◆ **Given problem**
Extract every line from the entries below that contains the word "mottled", treating case as significant.
begin
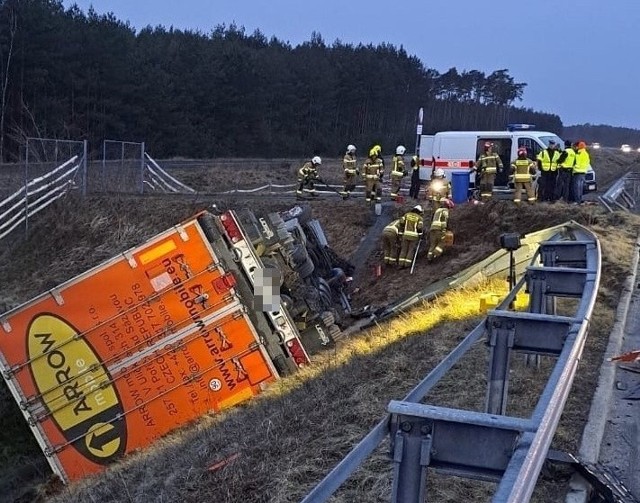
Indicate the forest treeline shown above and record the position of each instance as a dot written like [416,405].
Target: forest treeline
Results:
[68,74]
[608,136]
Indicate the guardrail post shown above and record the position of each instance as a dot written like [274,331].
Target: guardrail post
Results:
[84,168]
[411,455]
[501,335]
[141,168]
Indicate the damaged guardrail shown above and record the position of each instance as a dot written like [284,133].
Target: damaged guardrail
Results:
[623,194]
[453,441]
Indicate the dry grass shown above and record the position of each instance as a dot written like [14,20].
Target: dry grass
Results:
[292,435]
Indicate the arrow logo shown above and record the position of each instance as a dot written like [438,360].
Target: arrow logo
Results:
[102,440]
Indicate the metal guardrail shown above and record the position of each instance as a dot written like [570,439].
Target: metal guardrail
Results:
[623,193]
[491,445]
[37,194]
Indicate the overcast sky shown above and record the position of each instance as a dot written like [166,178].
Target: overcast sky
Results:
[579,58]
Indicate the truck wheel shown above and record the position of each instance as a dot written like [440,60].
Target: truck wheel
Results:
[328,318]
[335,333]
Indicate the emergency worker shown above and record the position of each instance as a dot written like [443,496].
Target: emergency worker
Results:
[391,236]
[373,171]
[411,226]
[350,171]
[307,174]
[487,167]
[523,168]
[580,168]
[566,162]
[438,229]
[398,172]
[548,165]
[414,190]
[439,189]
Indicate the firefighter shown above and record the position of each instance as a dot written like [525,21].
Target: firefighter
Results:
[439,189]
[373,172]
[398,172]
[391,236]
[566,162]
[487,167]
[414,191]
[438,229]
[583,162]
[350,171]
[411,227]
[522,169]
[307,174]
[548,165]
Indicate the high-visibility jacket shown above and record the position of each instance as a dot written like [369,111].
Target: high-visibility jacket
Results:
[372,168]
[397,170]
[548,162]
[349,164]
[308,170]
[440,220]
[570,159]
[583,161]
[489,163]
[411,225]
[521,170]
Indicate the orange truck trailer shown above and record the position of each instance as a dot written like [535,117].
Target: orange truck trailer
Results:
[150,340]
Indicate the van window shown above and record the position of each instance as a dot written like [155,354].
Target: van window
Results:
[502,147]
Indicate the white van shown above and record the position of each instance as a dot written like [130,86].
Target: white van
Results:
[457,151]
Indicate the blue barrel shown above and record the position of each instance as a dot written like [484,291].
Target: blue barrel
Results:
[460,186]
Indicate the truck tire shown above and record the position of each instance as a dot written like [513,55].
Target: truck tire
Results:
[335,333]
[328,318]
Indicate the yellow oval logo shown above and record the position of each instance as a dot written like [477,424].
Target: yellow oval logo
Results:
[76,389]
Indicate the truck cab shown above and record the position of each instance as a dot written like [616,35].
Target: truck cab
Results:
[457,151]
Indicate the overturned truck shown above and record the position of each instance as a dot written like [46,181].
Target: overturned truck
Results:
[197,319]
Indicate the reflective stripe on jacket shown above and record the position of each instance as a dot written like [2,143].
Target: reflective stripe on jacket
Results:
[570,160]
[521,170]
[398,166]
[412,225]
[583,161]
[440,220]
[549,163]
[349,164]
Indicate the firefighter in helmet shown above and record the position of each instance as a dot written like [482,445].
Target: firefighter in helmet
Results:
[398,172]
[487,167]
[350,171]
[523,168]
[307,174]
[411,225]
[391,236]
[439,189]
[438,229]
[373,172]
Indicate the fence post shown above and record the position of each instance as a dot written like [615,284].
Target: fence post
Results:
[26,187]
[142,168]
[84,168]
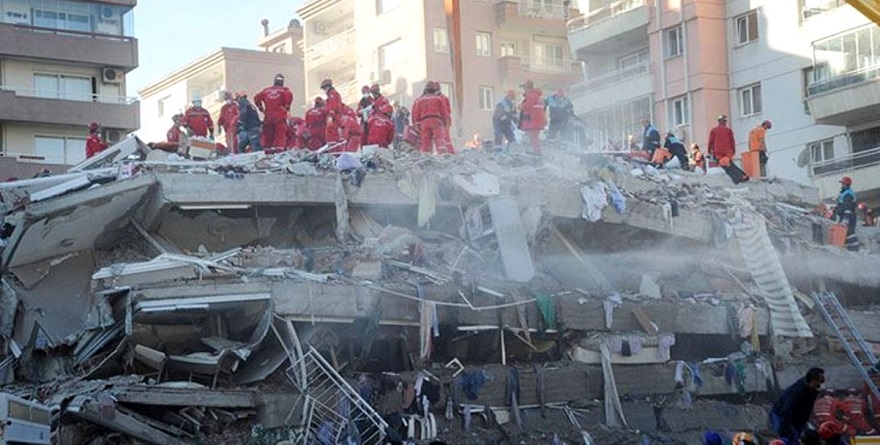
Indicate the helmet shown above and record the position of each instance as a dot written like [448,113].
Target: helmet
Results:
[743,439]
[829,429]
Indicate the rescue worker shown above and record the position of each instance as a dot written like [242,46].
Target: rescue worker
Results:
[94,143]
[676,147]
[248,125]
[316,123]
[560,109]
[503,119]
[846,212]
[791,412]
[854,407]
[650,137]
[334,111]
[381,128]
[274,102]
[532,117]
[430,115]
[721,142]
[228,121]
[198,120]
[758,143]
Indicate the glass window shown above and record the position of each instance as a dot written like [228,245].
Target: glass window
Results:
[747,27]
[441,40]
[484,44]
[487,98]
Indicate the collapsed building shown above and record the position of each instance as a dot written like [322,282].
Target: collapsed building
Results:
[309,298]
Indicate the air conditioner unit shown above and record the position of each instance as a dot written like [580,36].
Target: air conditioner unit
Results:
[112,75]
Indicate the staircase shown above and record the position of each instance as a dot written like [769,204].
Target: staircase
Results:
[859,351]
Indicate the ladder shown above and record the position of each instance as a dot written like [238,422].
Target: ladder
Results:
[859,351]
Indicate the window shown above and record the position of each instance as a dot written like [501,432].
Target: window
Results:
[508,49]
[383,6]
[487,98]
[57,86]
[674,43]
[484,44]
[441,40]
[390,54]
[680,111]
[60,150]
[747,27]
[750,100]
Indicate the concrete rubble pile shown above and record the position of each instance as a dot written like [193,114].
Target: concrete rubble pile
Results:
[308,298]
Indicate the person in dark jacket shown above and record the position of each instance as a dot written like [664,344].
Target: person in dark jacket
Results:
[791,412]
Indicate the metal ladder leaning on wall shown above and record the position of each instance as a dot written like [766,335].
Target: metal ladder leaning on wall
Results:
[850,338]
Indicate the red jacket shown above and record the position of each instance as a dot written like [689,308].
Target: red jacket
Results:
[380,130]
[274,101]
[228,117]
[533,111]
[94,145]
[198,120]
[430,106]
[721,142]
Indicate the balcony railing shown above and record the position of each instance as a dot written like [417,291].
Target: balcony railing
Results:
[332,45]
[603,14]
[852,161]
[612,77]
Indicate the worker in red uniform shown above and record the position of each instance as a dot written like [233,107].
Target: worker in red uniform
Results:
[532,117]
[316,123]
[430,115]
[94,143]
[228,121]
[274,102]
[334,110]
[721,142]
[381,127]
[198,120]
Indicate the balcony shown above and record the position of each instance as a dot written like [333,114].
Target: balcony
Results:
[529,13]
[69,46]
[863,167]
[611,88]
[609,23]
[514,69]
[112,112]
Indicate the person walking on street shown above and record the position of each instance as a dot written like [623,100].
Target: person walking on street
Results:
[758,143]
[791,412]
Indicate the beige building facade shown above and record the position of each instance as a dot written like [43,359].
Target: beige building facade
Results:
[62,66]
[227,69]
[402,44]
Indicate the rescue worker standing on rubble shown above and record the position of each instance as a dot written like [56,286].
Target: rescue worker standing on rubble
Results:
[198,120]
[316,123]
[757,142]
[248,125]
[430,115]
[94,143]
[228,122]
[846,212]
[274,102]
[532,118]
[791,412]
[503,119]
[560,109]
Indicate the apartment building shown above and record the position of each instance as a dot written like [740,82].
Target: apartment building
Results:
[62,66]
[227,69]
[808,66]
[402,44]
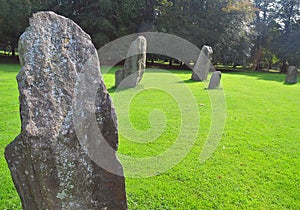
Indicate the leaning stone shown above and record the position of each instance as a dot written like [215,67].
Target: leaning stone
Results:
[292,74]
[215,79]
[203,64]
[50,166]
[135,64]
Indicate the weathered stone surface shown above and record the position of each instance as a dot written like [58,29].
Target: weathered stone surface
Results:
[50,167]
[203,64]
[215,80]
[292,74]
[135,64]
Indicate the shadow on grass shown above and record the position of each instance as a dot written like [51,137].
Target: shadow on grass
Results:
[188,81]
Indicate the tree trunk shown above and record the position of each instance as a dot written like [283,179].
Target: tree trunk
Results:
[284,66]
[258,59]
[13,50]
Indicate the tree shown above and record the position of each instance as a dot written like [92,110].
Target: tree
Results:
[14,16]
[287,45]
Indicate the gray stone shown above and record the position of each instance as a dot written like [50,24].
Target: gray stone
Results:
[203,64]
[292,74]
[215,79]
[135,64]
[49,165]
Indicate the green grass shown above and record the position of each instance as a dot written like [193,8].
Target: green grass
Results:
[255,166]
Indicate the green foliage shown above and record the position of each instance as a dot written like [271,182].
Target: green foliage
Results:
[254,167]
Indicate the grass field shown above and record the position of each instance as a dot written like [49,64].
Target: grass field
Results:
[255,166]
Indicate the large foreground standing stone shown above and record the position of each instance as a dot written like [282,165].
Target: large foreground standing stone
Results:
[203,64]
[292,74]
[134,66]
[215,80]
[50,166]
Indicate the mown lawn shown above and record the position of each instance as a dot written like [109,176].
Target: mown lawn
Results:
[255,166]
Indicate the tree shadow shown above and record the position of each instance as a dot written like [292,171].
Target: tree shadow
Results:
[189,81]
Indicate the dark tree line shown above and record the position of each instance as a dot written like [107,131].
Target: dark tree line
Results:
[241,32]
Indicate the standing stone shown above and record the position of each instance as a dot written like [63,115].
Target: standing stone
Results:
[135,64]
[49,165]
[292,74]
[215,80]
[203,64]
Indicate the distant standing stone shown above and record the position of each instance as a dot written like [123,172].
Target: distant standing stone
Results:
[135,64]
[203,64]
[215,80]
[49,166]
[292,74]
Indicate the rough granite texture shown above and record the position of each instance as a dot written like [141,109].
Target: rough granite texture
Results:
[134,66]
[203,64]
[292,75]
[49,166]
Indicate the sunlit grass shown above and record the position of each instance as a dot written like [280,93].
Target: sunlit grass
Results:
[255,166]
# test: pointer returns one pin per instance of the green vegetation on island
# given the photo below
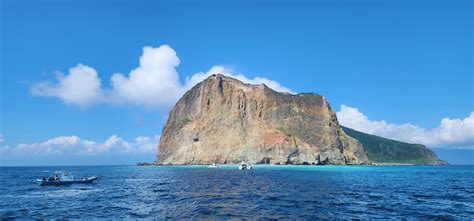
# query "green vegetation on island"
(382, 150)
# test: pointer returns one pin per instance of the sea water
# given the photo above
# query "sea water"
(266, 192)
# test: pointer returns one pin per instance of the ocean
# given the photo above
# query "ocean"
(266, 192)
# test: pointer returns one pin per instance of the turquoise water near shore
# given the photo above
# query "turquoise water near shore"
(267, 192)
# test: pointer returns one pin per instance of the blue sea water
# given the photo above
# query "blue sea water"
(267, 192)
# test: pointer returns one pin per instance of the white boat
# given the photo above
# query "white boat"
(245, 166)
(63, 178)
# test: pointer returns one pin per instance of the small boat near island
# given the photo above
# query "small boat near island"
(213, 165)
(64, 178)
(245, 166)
end
begin
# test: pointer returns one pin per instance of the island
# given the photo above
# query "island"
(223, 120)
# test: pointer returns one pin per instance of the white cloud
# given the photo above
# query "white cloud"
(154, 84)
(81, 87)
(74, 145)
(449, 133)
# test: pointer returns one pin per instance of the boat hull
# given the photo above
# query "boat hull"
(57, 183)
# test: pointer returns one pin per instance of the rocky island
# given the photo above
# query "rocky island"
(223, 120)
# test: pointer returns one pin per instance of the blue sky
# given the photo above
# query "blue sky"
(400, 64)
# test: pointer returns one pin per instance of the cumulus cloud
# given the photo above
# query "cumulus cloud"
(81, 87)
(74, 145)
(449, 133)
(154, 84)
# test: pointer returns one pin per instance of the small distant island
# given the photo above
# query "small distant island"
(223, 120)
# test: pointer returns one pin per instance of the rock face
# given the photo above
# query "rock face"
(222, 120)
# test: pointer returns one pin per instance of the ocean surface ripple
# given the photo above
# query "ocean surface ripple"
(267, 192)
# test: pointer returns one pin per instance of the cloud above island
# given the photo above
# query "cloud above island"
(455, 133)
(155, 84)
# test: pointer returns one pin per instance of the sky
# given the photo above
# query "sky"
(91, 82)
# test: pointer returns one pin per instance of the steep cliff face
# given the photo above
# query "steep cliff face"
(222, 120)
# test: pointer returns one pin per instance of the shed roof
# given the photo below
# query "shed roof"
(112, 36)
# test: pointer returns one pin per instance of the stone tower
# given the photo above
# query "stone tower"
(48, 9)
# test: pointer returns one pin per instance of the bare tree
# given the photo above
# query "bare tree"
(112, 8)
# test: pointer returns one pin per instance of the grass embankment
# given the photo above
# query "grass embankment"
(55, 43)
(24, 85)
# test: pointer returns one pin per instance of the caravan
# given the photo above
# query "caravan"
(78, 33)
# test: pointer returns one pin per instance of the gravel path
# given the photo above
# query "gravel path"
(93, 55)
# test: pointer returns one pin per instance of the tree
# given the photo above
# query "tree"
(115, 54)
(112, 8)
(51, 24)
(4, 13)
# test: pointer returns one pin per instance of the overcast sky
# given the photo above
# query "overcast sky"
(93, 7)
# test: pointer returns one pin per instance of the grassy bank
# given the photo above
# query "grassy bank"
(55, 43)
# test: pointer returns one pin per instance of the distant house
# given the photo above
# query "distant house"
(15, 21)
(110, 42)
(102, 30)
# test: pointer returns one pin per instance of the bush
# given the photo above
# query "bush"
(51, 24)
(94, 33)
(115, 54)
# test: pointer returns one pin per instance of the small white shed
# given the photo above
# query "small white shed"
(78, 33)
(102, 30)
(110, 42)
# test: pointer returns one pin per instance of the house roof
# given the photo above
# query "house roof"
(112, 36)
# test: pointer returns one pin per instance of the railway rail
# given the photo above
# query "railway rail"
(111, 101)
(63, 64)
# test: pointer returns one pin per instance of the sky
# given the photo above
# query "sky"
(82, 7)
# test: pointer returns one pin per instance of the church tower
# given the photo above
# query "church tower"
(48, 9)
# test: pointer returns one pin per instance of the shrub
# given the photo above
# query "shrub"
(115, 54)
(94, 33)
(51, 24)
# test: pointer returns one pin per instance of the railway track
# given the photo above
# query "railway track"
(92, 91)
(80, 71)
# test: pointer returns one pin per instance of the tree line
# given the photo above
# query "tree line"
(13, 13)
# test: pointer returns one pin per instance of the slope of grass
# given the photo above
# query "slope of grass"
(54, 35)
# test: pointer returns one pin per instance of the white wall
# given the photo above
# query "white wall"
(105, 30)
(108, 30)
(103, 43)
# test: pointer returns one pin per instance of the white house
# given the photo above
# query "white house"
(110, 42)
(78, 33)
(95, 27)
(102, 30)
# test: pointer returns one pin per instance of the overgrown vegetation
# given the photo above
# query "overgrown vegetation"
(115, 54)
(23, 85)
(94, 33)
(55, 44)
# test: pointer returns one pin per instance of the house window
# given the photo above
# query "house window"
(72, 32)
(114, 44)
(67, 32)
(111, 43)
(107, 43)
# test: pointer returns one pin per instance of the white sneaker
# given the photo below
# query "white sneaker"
end
begin
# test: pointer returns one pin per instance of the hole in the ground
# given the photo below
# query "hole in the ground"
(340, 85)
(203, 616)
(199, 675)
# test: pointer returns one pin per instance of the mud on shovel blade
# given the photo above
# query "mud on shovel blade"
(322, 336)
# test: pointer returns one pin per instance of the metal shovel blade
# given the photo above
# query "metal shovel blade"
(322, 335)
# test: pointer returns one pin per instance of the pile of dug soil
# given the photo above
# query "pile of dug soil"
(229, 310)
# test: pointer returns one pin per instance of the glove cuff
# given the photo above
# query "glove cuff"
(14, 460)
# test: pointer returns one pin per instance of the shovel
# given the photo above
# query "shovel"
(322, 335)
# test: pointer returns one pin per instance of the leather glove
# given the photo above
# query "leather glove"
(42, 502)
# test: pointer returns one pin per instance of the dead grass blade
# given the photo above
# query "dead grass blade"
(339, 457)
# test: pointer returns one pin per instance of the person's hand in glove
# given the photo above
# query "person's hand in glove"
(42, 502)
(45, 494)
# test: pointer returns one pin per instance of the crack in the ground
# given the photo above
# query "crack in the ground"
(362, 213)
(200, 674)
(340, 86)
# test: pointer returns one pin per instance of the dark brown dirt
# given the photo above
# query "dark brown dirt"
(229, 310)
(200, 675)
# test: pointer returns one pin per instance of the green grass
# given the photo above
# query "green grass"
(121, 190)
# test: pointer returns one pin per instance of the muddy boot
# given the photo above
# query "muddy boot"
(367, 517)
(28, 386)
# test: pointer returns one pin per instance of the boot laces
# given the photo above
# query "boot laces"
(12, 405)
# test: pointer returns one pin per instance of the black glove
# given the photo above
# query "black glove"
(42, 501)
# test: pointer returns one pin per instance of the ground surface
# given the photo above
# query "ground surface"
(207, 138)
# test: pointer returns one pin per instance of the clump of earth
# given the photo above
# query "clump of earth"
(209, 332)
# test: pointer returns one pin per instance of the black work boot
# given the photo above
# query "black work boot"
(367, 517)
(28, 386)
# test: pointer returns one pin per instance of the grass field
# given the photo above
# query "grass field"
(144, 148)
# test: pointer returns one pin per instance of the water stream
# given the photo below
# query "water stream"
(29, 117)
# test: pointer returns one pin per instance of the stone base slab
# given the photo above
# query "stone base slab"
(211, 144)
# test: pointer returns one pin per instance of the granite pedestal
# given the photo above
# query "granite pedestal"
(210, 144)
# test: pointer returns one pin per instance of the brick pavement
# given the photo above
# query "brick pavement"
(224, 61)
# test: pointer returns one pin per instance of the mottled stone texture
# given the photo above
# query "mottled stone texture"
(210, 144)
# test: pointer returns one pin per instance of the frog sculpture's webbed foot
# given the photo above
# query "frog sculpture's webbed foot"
end
◆ **Reply to the exercise**
# test: pointer returns one pin per instance of the mottled stone texture
# query "mottled stone texture"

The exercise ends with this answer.